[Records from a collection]
============================================================
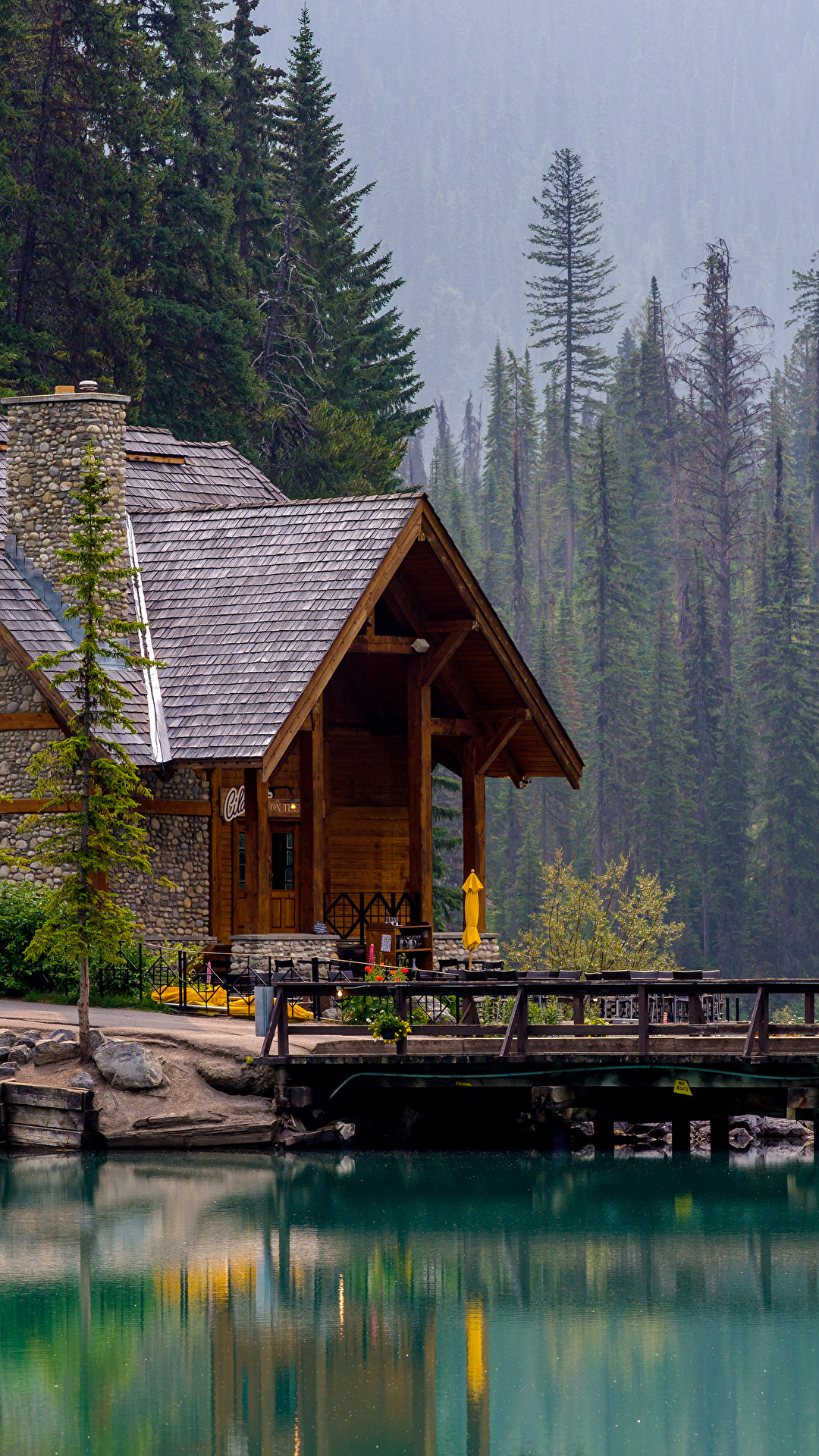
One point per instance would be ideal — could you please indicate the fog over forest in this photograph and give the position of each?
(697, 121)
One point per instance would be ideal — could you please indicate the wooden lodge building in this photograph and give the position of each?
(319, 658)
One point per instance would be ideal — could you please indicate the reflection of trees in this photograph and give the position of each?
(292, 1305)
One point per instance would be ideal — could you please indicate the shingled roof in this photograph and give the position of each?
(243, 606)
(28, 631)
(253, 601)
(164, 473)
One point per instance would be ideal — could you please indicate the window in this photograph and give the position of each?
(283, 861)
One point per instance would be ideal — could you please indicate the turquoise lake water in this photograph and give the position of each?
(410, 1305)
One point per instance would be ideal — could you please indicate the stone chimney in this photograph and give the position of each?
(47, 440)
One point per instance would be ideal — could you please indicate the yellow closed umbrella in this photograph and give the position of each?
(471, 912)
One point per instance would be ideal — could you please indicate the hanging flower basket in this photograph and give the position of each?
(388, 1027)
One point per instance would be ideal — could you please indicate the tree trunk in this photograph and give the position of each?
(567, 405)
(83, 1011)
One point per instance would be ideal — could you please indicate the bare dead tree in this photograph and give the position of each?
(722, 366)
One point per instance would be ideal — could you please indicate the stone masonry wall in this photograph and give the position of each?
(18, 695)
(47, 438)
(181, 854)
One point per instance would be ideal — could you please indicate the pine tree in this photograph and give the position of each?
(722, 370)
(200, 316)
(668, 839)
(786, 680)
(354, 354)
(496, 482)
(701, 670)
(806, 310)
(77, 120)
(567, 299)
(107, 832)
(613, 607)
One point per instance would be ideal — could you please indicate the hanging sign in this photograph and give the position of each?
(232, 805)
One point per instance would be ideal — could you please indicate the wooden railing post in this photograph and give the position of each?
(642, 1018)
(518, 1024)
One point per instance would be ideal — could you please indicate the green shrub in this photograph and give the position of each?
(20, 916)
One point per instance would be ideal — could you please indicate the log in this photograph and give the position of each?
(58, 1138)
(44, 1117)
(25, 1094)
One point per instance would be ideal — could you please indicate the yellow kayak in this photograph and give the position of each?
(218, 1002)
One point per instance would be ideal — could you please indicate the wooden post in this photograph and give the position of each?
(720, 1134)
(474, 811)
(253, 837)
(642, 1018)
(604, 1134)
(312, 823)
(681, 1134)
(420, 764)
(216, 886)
============================================================
### Given exercise
Could you change "photograph" to "image" everywhere in the listing above and write its lines out again, otherwise unchanged and with the pictures left out?

### Solution to the problem
One point per instance would be ideal — could you please indicate the fog over forest in this image and give the position of each?
(697, 121)
One point per instance would be ideal — could you please indicate the wooden lodge building in this image and give the position of each?
(319, 658)
One point per instance would be ideal — could you please indicate the reflection of trees in this image and give the position of each?
(292, 1305)
One point per instance would be ideal — could you please indicate the shingled roof in this image and give the position of each?
(243, 606)
(28, 631)
(253, 601)
(164, 473)
One point per instance would be ideal — could you please indicate the window in this image and give the position of each?
(283, 861)
One point per instance would be ideal — could you please indicate the turquoise lake water in this image and give the position of each?
(410, 1305)
One point per instance would be ideal — could you please indicate the stone chimney in this image and give the position of each?
(47, 440)
One point per instance would be ideal — could you please indicate the yellow closed umbrella in this image and give the position of each?
(471, 912)
One point per instance would be ideal — could you please indicate the hanging flower basket in this image and give the position of each?
(388, 1027)
One point per instance would be ideal — could you please indicate the tree trunk in this image and give the position of each?
(567, 405)
(83, 1011)
One point per instance would be ideal — could you please indicate the bare dead tree in this image and give the position of each?
(722, 366)
One point per instance would be ideal — could you please indicate the stone masonry wall in this image and give the position of each?
(18, 695)
(47, 438)
(181, 854)
One point per instance would be ideal — could you please indicate the pine tree in this image and give the position of each?
(722, 370)
(200, 316)
(668, 839)
(786, 680)
(354, 354)
(496, 482)
(701, 670)
(806, 310)
(77, 120)
(567, 299)
(107, 832)
(613, 607)
One point per instance would be ideal — could you please indicate the hanging sign in this image and give the position of each?
(232, 805)
One point per instance would be ideal — could you please indicate the wooden railing post in this image and give the position of each?
(642, 1018)
(518, 1024)
One point per instance would be ideal — could you please indicate the green shrub in this image and give the position of each?
(20, 916)
One point per instance would be ideal — could you please indicate the log in this image and give the position of each?
(58, 1138)
(44, 1117)
(25, 1094)
One point per instance would be ideal — could you please indicate the yellow kayak in this image and give the position of each?
(218, 1002)
One point per instance would be ideal — could you please indicate the wooden post in this image and give the position of each?
(720, 1134)
(474, 811)
(253, 837)
(642, 1018)
(604, 1134)
(312, 823)
(681, 1134)
(420, 764)
(216, 886)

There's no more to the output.